* [PAGE EXCERPT]:

[Begin]

Passivation effects on films

We use FA0.83Cs0.17PbI3 as a model composition for 3D perovskites. After the formation of the perovskite film, a surface treatment by phenylalkylammonium iodide is applied by spin-coating of the iodide salt solution (in chloroform) on the perovskite film, followed by an annealing process to remove the solvent (see “Methods” for the detailed fabrication process). Figure 1a illustrates the schematic diagram of the phenylalkylammonium-passivated perovskite lattice. In order to understand how the steric and Coulomb interactions of the molecules affect the passivation results, we investigate four molecular cations with the same end groups but different alkyl chain lengths, namely phenylmethylammonium iodide (PMAI, n = 1), phenethylammonium iodide (PEAI, n = 2), PPAI (n = 3), and phenylbutanammonium iodide (PBAI, n = 4), as shown in Fig. 1b.

Fig. 1: Perovskite structure and film characterizations.

[End]

* [MATERIAL]:

[Begin]

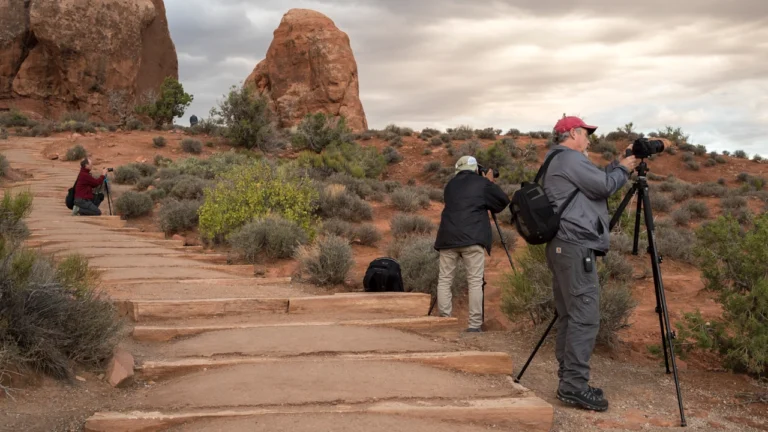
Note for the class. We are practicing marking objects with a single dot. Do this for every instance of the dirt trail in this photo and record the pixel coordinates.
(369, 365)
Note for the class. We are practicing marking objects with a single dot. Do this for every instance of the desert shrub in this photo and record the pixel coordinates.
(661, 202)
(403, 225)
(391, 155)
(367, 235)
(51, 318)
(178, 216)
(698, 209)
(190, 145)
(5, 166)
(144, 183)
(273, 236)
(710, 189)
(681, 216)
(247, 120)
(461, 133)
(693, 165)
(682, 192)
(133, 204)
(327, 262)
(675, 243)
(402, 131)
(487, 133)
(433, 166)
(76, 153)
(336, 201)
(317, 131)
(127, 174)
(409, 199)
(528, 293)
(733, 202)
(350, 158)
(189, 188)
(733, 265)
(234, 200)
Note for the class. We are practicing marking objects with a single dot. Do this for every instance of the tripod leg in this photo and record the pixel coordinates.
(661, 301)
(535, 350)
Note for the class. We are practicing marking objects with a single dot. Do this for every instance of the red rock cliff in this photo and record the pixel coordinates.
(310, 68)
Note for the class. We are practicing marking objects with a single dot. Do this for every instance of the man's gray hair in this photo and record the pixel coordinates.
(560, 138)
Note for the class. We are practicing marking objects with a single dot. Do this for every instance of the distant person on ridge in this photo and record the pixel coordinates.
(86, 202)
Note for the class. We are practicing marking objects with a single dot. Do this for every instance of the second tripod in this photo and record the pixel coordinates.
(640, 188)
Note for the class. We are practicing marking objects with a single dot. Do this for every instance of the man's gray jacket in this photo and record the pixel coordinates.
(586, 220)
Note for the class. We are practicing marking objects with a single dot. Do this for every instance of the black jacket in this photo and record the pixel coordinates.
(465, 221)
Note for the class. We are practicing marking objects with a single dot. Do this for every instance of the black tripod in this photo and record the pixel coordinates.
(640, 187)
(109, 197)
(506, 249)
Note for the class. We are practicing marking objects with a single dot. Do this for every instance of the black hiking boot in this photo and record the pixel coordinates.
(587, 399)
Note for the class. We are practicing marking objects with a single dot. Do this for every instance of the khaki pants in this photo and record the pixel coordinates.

[End]

* [YOUR TASKS]:
[1] Repeat the passage from the passivation excerpt that begins at the words "Passivation effects on" and stops after "shown in Fig. 1b.".
[2] Answer these questions using the passivation excerpt:
(a) Which composition serves as the model for 3D perovskites?
(b) In what solvent is the iodide salt dissolved for spin-coating?
(c) Which molecular cation has n = 4?
The data come from a separate source.

* [EXERCISE SOLUTIONS]:
[1]
Passivation effects on films

We use FA0.83Cs0.17PbI3 as a model composition for 3D perovskites. After the formation of the perovskite film, a surface treatment by phenylalkylammonium iodide is applied by spin-coating of the iodide salt solution (in chloroform) on the perovskite film, followed by an annealing process to remove the solvent (see “Methods” for the detailed fabrication process). Figure 1a illustrates the schematic diagram of the phenylalkylammonium-passivated perovskite lattice. In order to understand how the steric and Coulomb interactions of the molecules affect the passivation results, we investigate four molecular cations with the same end groups but different alkyl chain lengths, namely phenylmethylammonium iodide (PMAI, n = 1), phenethylammonium iodide (PEAI, n = 2), PPAI (n = 3), and phenylbutanammonium iodide (PBAI, n = 4), as shown in Fig. 1b.

[2]
(a) FA0.83Cs0.17PbI3
(b) Chloroform
(c) Phenylbutanammonium iodide (PBAI)